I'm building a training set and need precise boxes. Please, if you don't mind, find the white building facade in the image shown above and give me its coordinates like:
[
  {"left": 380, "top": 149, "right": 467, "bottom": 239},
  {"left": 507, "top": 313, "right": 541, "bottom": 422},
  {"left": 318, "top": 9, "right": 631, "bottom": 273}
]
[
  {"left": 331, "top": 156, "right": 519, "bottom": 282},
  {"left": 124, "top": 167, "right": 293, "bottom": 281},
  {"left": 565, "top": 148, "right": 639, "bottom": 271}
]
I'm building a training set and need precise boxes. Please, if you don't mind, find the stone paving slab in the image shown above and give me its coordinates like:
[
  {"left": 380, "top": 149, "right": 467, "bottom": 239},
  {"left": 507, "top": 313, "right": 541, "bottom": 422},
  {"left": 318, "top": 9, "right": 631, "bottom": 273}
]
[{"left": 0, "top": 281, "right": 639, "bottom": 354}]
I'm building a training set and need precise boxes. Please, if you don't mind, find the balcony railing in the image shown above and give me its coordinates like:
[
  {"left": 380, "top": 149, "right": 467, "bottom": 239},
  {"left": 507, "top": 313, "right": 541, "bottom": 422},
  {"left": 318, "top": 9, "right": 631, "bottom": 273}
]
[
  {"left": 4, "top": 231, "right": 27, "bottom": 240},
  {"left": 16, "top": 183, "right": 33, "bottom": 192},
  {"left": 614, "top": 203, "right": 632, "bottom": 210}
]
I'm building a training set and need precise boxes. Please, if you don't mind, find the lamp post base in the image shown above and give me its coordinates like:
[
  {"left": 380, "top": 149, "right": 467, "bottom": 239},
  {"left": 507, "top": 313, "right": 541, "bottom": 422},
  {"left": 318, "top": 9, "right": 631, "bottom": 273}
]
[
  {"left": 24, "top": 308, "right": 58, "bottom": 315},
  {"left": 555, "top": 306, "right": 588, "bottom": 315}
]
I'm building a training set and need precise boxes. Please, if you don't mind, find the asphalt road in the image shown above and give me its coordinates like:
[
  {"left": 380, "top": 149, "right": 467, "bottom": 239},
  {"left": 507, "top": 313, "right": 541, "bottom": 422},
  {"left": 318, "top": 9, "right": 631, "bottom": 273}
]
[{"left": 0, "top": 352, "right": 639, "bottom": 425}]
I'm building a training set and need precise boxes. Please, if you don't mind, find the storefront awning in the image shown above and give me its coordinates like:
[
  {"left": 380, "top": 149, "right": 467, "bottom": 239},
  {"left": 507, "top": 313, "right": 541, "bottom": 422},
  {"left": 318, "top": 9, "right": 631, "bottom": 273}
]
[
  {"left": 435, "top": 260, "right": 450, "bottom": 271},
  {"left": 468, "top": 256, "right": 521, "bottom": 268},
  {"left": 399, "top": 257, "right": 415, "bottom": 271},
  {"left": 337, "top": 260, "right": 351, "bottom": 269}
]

GOAL OF THE EXERCISE: Render every line above as a numbered list, omitting any blank lines.

ANSWER FOR THIS EXERCISE:
1. I'm building a training set and need precise boxes. Please, if you don't mind, find the white building facade in the image shown above and give me its coordinates like:
2. [
3.   {"left": 380, "top": 149, "right": 467, "bottom": 239},
4.   {"left": 507, "top": 313, "right": 541, "bottom": 422},
5.   {"left": 318, "top": 9, "right": 631, "bottom": 273}
6. ]
7. [
8.   {"left": 331, "top": 156, "right": 519, "bottom": 282},
9.   {"left": 124, "top": 167, "right": 293, "bottom": 281},
10.   {"left": 565, "top": 148, "right": 639, "bottom": 271}
11. ]
12. I'm building a training set and need precise boxes. Please, if you don't mind, find the stone paving slab in the image shown above and give me its coordinates like:
13. [
14.   {"left": 380, "top": 149, "right": 467, "bottom": 239},
15.   {"left": 507, "top": 313, "right": 541, "bottom": 422},
16.   {"left": 318, "top": 9, "right": 631, "bottom": 273}
17. ]
18. [{"left": 0, "top": 281, "right": 639, "bottom": 354}]
19. I'm building a training set and need precise boxes. Please, if you don't mind, find the balcony railing in the image shown above and give me its coordinates like:
20. [
21.   {"left": 380, "top": 149, "right": 467, "bottom": 239},
22.   {"left": 507, "top": 313, "right": 541, "bottom": 422},
23.   {"left": 318, "top": 9, "right": 631, "bottom": 273}
24. ]
25. [
26.   {"left": 4, "top": 231, "right": 27, "bottom": 240},
27.   {"left": 16, "top": 183, "right": 33, "bottom": 192},
28.   {"left": 614, "top": 203, "right": 632, "bottom": 210}
29. ]
30. I'm building a training set and need precise boxes. Please, if you don't mind, find the lamp post base in the image shown above and give me its coordinates like:
31. [
32.   {"left": 380, "top": 149, "right": 467, "bottom": 239},
33.   {"left": 507, "top": 313, "right": 541, "bottom": 422},
34.   {"left": 318, "top": 9, "right": 631, "bottom": 273}
35. ]
36. [
37.   {"left": 24, "top": 308, "right": 58, "bottom": 315},
38.   {"left": 555, "top": 306, "right": 588, "bottom": 315}
39. ]
40. I'm building a training set and need precise boxes. Please, if you don't mind, find the asphalt road in the image shown above and give me its coordinates like:
41. [
42.   {"left": 380, "top": 149, "right": 467, "bottom": 239},
43.   {"left": 507, "top": 313, "right": 541, "bottom": 422},
44.   {"left": 318, "top": 9, "right": 631, "bottom": 273}
45. ]
46. [{"left": 0, "top": 352, "right": 639, "bottom": 425}]
47. I'm building a training set and need precise boxes. Please, if you don't mind, find the storefront awning in the image shown above and give me its coordinates like:
48. [
49.   {"left": 380, "top": 149, "right": 467, "bottom": 239},
50.   {"left": 507, "top": 313, "right": 541, "bottom": 422},
51.   {"left": 318, "top": 9, "right": 631, "bottom": 273}
52. ]
53. [
54.   {"left": 435, "top": 260, "right": 450, "bottom": 271},
55.   {"left": 468, "top": 256, "right": 521, "bottom": 268},
56.   {"left": 399, "top": 257, "right": 415, "bottom": 271},
57.   {"left": 337, "top": 260, "right": 351, "bottom": 269}
58. ]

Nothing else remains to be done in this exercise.